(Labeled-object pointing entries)
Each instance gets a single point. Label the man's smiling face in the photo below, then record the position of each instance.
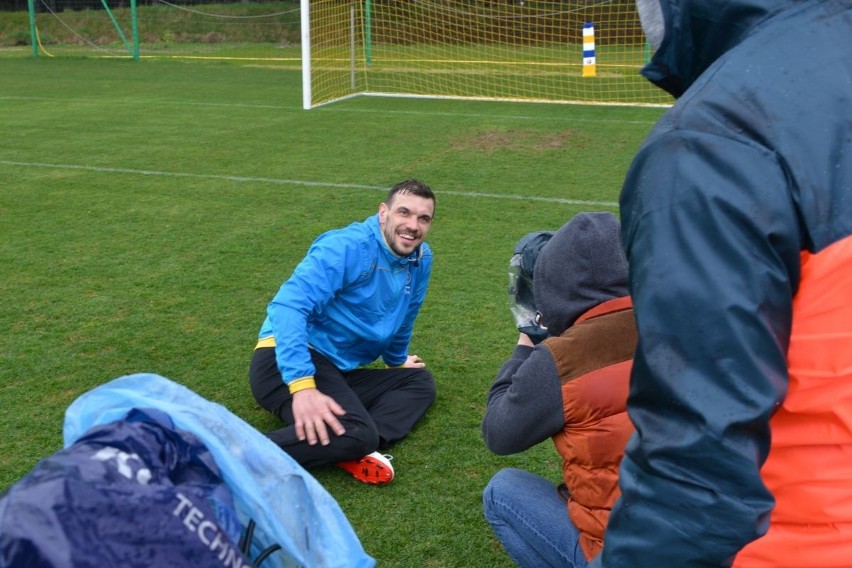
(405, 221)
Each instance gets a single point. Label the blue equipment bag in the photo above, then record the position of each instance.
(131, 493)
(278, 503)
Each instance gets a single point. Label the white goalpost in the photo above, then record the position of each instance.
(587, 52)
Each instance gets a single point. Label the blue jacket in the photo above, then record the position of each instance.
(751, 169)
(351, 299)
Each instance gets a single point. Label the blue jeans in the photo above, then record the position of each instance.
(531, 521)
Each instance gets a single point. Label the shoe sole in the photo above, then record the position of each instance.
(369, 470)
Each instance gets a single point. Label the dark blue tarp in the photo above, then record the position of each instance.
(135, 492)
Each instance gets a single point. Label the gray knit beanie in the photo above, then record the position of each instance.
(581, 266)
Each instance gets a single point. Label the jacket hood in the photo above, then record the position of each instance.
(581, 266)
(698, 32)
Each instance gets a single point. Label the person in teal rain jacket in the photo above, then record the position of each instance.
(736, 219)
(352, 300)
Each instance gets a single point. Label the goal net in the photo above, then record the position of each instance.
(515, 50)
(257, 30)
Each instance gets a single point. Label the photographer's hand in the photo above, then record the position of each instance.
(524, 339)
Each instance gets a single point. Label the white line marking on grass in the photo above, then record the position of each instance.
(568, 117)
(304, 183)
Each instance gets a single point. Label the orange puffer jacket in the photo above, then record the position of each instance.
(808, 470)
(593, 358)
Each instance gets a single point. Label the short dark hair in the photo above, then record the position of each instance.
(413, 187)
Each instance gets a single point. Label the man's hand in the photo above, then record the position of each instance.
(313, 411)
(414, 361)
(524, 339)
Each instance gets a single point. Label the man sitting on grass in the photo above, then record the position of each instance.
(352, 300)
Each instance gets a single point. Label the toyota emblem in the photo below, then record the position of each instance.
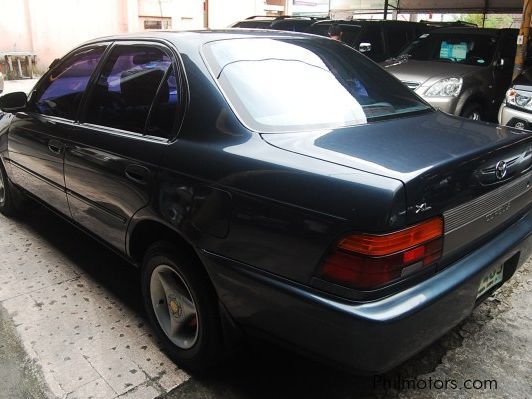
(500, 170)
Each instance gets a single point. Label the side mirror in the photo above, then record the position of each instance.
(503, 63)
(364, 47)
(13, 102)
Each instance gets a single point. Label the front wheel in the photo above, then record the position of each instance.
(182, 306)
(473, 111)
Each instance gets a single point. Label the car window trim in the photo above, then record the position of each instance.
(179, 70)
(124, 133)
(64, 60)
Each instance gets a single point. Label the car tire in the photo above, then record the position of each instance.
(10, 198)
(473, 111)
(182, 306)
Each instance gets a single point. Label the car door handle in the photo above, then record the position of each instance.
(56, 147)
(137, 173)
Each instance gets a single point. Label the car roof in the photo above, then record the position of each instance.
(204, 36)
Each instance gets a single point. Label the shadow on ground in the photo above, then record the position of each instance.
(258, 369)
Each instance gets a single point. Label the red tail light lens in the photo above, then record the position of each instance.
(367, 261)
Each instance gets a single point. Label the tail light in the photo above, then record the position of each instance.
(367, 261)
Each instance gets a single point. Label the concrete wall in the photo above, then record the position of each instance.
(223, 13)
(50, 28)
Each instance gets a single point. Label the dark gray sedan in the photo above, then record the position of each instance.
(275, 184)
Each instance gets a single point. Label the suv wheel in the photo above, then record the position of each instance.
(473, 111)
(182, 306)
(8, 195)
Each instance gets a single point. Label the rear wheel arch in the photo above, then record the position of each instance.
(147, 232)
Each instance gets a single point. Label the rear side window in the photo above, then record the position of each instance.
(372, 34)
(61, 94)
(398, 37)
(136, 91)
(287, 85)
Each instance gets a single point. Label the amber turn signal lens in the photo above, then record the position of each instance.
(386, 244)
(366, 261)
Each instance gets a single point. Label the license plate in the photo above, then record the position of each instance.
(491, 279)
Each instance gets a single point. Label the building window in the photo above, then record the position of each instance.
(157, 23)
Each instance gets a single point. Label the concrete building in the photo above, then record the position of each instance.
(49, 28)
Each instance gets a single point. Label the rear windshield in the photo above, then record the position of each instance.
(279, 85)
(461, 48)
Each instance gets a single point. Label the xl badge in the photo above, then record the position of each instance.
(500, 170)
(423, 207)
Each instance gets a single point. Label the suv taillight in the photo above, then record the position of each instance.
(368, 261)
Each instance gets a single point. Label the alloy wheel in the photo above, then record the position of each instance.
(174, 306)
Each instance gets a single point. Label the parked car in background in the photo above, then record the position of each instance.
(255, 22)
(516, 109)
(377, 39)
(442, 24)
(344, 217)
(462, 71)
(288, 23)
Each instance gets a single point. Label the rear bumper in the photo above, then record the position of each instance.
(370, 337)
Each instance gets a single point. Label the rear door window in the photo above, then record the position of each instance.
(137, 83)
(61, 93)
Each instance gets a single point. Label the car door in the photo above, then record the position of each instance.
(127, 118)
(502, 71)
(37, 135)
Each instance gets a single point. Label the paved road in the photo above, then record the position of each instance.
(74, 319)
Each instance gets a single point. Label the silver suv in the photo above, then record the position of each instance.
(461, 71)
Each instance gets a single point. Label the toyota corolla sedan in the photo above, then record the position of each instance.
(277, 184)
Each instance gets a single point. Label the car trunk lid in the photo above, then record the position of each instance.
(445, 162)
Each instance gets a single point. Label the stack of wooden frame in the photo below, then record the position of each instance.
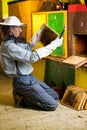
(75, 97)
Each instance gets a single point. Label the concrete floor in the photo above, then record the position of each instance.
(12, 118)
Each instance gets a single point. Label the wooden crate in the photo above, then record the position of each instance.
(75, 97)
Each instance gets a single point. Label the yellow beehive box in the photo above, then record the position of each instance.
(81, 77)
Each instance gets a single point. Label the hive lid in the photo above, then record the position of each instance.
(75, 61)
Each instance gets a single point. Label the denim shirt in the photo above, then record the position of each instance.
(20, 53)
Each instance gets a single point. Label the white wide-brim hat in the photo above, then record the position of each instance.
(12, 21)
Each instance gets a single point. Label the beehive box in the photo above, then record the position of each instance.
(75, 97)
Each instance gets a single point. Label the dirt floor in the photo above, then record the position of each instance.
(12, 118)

§ **Work required**
Reproduce the data from the line containing "Each instance gets a single point. Label the yellow" through the end of the data, substituting "chambray shirt" for "denim shirt" and keeping all else unchanged.

§ **Final result**
Each instance gets a single point. Label the yellow beehive box in the photo above, then record the position of each instance.
(81, 77)
Each instance gets a single point. Label the hive lid in the photo above, then record the position of each instance.
(75, 61)
Each instance gets a single point. Label the chambray shirt in the photo above, then record the position of each instance.
(20, 53)
Each instance gets a single point. Label the white wide-brim hat in the photo above, then record the position of each instance.
(12, 21)
Each instance gets a single point. Label the beehive box in the photo above, then record the position of each instance.
(75, 97)
Each instance gets a single point. Label the dirt floor in the photo above, then record the position of each instance.
(12, 118)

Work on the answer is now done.